> _Problem to solve_: Copy the records below exactly as they are written.

[Excerpts of pointing data]
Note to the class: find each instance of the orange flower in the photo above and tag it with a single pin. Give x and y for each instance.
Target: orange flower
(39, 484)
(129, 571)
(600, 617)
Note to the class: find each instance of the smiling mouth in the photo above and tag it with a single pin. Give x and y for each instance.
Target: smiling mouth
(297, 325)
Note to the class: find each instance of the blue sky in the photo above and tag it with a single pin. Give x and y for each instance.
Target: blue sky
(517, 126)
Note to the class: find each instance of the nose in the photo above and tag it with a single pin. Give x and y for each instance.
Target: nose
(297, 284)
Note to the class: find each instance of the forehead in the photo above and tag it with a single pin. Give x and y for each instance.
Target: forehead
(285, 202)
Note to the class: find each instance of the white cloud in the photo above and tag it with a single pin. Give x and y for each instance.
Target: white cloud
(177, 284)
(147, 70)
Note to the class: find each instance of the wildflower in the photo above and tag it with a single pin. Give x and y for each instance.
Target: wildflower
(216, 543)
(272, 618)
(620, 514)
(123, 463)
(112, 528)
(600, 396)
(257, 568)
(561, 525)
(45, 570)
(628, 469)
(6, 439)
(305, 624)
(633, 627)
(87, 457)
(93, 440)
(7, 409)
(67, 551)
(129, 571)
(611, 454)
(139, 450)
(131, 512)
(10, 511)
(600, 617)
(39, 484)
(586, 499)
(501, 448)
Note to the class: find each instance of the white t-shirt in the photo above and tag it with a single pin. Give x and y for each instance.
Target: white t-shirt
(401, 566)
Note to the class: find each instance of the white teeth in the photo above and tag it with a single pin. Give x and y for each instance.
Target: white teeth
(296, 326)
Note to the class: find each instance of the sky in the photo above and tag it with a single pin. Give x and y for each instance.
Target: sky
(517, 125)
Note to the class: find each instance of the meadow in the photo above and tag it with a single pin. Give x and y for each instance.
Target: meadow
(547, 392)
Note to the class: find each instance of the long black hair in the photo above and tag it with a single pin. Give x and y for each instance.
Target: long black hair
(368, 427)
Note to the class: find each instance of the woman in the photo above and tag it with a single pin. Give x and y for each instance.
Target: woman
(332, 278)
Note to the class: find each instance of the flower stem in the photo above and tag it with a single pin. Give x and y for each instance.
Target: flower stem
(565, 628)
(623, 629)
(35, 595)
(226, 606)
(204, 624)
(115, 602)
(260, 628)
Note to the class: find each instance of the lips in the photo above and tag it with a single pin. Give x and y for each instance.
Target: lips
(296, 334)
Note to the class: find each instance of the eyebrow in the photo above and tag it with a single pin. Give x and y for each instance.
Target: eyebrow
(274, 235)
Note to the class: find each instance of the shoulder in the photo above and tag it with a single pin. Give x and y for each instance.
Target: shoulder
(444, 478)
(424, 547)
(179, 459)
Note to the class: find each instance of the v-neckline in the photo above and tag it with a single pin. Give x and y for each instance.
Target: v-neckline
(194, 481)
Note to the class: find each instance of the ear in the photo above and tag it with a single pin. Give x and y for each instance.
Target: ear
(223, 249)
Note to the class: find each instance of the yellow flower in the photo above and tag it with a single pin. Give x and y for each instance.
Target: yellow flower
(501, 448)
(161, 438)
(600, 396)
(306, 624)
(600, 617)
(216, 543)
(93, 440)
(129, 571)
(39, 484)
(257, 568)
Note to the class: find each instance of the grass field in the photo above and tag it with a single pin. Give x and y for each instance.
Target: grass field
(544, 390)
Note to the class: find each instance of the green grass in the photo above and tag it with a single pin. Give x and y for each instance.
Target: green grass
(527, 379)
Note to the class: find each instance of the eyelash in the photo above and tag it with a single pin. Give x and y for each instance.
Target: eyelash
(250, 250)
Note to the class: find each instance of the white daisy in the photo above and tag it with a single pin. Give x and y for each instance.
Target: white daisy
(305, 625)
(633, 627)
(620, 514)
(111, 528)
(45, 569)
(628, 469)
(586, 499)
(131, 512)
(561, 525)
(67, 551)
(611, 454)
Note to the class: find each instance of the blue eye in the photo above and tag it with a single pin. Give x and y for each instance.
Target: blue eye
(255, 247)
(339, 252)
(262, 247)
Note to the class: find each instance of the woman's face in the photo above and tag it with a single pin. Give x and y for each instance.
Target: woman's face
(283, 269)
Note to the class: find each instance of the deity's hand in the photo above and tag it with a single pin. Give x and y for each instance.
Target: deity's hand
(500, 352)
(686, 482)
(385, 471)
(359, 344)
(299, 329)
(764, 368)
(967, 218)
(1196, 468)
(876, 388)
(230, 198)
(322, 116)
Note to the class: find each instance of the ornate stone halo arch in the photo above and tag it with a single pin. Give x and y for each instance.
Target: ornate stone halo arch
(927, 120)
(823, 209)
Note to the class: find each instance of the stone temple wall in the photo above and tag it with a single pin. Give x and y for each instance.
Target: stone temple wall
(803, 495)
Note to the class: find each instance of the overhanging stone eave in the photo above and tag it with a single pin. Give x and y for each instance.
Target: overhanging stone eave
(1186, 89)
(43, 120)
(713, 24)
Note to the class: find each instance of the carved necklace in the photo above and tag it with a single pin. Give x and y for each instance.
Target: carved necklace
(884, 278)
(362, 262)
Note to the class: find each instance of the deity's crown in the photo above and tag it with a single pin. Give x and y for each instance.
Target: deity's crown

> _Response_:
Note to the class: find each instance of the orange flower in the photo above and tag it with a single pin. Give x and y for each instance.
Target: orange flower
(39, 484)
(129, 571)
(600, 617)
Note to the class: find each instance of the smiling mouth in the photo above and tag it with a single pin. Give x and y for each instance.
Target: smiling mouth
(297, 325)
Note to the class: find each instance of the blue sky in the photo above and tag it with a single pin. Give x and y for each instance.
Target: blue sky
(517, 126)
Note to the class: find each instance of the nose in the photo above and tag it with a single pin. Give x and y for each instance.
Target: nose
(297, 284)
Note to the class: find each instance of the forehead in the photo above and tag it with a single pin. Give x and y for each instance.
Target: forehead
(285, 202)
Note to the class: find each instance of the white cloud in the photo above and tag it with a single pin. Give x and y for each instance.
Target: white cloud
(177, 284)
(147, 70)
Note to the class: find each instance of the wildflower in the photo above and tag it with a single pin. Give x and y for each instance.
Target: wildflower
(216, 543)
(272, 618)
(620, 514)
(123, 463)
(112, 528)
(600, 396)
(257, 568)
(561, 525)
(45, 570)
(628, 469)
(6, 439)
(305, 624)
(633, 627)
(87, 457)
(93, 440)
(7, 409)
(67, 551)
(129, 571)
(611, 454)
(139, 450)
(131, 512)
(10, 511)
(600, 617)
(39, 484)
(586, 499)
(501, 448)
Note to the class: find each instance of the white t-shirt in the photo above and tag it with a single pin. Give x and y for each instance.
Target: white t-shirt
(401, 566)
Note to the class: find each instance of the white teeth in the photo above and tag it with a single pin. Give x and y for each instance.
Target: white teeth
(296, 326)
Note to the class: find each instance of the sky in the photo above and tag it with a single pin. Give x and y for each instance.
Target: sky
(517, 125)
Note to the class: find each instance of the meadow in the photo above and tag it with a single pin. Give x and y for each instance.
Target: meadow
(547, 392)
Note to the class: find each instance of the long black hair in the photo above and tag it with a single pin. Give x and y for each instance.
Target: long black hair
(368, 427)
Note to the class: find each instance of the woman in the photo above and tag it with a single pin. Give x and y for each instance.
Target: woman
(332, 278)
Note to the class: find each instance of the flower stem in the photo above and tag it with a single pin. Give x and y for each instance.
Target: flower stem
(565, 628)
(623, 629)
(35, 595)
(226, 606)
(204, 624)
(115, 602)
(260, 628)
Note to the class: find each instance of the lips in the photo above and tag it with a single pin. Give x and y for each instance.
Target: lips
(296, 334)
Note to the class: find each instance of the eyebrow in the photo above and tag it with a single pin. Give x and y for each instance.
Target: eyebrow
(274, 235)
Note to the class: find each instance of the shoulder in the photo above and tag it with a single pin. Give x and y for each instance.
Target: shoulder
(444, 478)
(424, 547)
(179, 459)
Note to the class: find each instance of the v-neckline in the photo above and tag it with a single pin. Give x and y for each instance.
Target: v-neckline
(194, 481)
Note to the class: find each instance of the ear in the photo above and tag it with a single pin. Give x and y for each instance.
Target: ear
(223, 249)
Note to the class: find each instance of the yellow flower in the photo above and tag it with a single pin. Give x and y for each instance.
Target: yellow flower
(501, 448)
(161, 438)
(600, 396)
(306, 624)
(600, 617)
(216, 543)
(93, 440)
(129, 571)
(39, 484)
(257, 568)
Note to the class: find each instance of the grass field in the photo above and tag it with a single pin. Give x and y for each instance.
Target: grass field
(544, 390)
Note to the class: find each instance of the green grass in the photo above and tag it with a single pin. Give x and y for each instance.
Target: green grass
(527, 379)
Note to the class: find each instance of the eyelash in the photo above and tag it with a single pin. Give x and y for each instance.
Target: eyelash
(250, 250)
Note to the class: find each instance of the white daisy in the photo above and tag it with a single pin. Give x and y for each instance.
Target: white daisy
(305, 625)
(633, 627)
(620, 514)
(111, 528)
(45, 569)
(628, 469)
(586, 499)
(131, 512)
(561, 525)
(67, 551)
(611, 454)
Note to the class: find each instance of the blue eye in the photo above and tag it with a single pin. Give x and y for each instance.
Target: blue eye
(255, 247)
(339, 252)
(262, 247)
Note to the class: find each instance of the woman's face in the photo above and tag it with a single pin. Give x and y for each instance.
Target: woman's face
(283, 269)
Note to the class: find each instance of the deity's hand in the photo above and tag it with a single pin. Give x and y for each instance.
Target: deity's hand
(500, 352)
(686, 482)
(385, 471)
(359, 344)
(299, 329)
(764, 368)
(967, 218)
(1196, 468)
(876, 388)
(230, 198)
(322, 116)
Note to the class: find each instance of the ornate stone halo arch in the photo above and tag it with a single pin. Give x and y for each instance.
Target: ornate stone halo arch
(927, 120)
(823, 209)
Note to the class: find each instance of the stone temple wall in the photo above and tag it with a single pin. Give x and y for each instance.
Target: stone temple wall
(803, 495)
Note to the class: find each instance of the overhanging stone eave in the photo above and tag it with a single pin. Give x and y for each instance.
Target: overhanging stone eave
(1186, 89)
(43, 120)
(713, 24)
Note to the class: find each instance of the carved necklace in the photo above and tag it with a single pin. Give x and y for each instance.
Target: carved necklace
(884, 278)
(362, 262)
Note to the class: find each instance of the deity's crown in the photo above and tag it with a single pin. Give x and y for each instance.
Target: deity's crown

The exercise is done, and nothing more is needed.